## Selection
* Begin *
DataFrames groupby() by a column of mutable custom type

Here is a small example:

mutable struct Mystring
    str::String
end

using DataFrames

strs = ["a","b","a","b"];
mystrs = Mystring.(strs);
df = DataFrame(col_str=strs, col_mystr=mystrs);
println(df)

println(groupby(df, :col_str))
println(groupby(df, :col_mystr))

I would expect both groupby()'s to return the same groups (g1 gets rows 1 and 3, and g2 gets rows 2 and 4). Instead, the groupby(df, :col_mystr) returns 4 groups, each having a single row.

I tried overloading the simple comparison operators, but the result did not change:

Base.:(==)(str1::Mystring, str2::Mystring) = str1.str == str2.str
Base.:(>)(str1::Mystring, str2::Mystring) = str1.str > str2.str
Base.:(<)(str1::Mystring, str2::Mystring) = str1.str < str2.str

Important is also that this behavior is specific to mutable struct; if Mystring is declared as an immutable struct, groupby() works.

What am I missing?

Thanks :slight_smile:

Very interesting! Great to see someone experimenting with grouped dataframes and custom types.

I’m glad that this works for an immutable type. Though I would have expected hash to be the thing you need to define rather than ==.

I don’t know what’s going on with mutable types. This is very interesting. I am pinging @bkamins on this.

Hopefully when we understand the behavior we can add this to the docs.

3 Likes

The standard thing happens, the equality is checked with isequal not == (otherwise missing would not be handled correctly for instance as they would not produce Bool but missing). You need to define isequal and in consequence also hash for your type.

See:

  isequal(x, y)
* End *
## Written task A
In the forum thread, how many groups does groupby(df, :col_mystr) return?
## Written task B
Reproduce the forum thread word for word, starting with "println(groupby(df, :col_str))" and going on through "struct, groupby() works.".

Entries from a dataset
* Begin *
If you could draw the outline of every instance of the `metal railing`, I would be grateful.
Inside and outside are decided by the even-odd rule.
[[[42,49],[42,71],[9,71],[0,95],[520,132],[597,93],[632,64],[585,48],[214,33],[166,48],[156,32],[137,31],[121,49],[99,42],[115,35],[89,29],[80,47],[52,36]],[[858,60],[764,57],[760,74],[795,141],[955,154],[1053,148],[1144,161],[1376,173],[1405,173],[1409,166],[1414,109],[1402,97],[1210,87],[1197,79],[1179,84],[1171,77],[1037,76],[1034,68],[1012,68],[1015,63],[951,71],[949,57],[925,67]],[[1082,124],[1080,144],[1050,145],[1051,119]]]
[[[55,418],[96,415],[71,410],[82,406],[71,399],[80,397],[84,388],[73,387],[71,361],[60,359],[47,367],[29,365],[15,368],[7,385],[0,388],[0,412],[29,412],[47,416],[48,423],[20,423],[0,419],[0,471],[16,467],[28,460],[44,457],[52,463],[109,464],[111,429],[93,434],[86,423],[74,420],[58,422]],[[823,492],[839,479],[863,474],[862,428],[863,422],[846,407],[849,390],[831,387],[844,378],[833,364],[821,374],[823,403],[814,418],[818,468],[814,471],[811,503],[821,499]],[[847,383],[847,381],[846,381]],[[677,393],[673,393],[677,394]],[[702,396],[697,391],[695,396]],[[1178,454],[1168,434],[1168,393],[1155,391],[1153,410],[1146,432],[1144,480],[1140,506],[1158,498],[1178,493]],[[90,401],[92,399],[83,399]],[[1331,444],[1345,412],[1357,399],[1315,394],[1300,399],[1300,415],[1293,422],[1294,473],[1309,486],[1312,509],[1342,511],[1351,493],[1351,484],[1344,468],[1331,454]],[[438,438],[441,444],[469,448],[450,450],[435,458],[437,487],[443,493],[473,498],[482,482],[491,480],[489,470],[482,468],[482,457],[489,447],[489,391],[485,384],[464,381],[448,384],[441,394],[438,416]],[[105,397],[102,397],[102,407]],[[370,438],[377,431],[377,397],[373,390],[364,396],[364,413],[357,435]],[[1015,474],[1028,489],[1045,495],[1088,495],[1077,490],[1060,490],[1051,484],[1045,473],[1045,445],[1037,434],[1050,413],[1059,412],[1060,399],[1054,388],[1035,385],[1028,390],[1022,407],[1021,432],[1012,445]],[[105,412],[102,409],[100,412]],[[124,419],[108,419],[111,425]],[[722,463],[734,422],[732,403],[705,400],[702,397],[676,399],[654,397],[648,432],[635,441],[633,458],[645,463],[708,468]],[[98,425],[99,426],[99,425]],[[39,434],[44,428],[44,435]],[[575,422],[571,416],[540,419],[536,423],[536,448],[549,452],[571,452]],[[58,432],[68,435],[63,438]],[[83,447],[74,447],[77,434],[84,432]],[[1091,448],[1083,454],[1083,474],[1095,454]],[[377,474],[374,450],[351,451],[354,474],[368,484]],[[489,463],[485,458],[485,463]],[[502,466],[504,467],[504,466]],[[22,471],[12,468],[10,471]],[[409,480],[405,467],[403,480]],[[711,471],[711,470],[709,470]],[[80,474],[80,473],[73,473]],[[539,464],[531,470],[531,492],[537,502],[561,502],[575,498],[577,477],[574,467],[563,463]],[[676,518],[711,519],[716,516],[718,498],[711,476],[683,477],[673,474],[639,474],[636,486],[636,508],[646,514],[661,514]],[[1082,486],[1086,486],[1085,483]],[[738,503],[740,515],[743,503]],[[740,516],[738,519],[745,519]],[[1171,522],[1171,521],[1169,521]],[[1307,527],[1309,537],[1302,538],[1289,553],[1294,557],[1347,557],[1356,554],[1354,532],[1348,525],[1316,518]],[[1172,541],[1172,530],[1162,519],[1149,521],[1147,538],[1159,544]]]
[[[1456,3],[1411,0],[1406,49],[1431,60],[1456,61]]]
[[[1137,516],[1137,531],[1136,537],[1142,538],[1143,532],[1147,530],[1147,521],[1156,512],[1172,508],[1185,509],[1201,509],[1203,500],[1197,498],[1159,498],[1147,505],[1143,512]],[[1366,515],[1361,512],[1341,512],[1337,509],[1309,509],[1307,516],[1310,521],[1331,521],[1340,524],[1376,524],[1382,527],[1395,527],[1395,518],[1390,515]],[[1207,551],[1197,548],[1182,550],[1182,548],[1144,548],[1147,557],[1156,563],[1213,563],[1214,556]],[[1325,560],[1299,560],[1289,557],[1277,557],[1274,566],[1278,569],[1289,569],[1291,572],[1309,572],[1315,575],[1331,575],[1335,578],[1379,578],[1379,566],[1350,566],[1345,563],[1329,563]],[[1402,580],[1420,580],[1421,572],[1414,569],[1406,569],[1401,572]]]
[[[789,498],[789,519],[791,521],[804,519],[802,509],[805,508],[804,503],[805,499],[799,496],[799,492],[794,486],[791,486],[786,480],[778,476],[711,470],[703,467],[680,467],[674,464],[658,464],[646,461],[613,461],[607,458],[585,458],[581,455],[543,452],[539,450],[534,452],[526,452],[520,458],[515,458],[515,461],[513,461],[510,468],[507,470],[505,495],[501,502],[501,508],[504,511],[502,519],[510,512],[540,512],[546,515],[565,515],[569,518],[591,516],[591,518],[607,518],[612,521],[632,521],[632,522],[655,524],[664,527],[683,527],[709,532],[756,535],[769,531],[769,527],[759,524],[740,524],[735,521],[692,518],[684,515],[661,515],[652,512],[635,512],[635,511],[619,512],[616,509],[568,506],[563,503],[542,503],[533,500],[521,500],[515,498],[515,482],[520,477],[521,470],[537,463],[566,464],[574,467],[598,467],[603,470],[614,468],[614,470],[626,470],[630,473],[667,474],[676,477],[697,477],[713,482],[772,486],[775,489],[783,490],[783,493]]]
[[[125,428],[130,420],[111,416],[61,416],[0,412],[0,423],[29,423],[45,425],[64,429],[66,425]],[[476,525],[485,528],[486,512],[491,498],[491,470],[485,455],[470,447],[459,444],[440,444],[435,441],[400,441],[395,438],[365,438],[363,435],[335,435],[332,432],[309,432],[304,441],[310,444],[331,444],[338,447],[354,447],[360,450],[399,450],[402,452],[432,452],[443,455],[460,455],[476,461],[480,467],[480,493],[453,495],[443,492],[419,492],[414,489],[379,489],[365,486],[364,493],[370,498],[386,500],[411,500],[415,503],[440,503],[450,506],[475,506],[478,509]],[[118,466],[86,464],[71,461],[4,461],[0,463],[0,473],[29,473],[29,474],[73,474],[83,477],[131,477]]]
* End *
## Full response A
Four groups, each with a single row.

## Full response B
println(groupby(df, :col_str))
println(groupby(df, :col_mystr))

I would expect both groupby()'s to return the same groups (g1 gets rows 1 and 3, and g2 gets rows 2 and 4). Instead, the groupby(df, :col_mystr) returns 4 groups, each having a single row.

I tried overloading the simple comparison operators, but the result did not change:

Base.:(==)(str1::Mystring, str2::Mystring) = str1.str == str2.str
Base.:(>)(str1::Mystring, str2::Mystring) = str1.str > str2.str
Base.:(<)(str1::Mystring, str2::Mystring) = str1.str < str2.str

Important is also that this behavior is specific to mutable struct; if Mystring is declared as an immutable struct, groupby() works.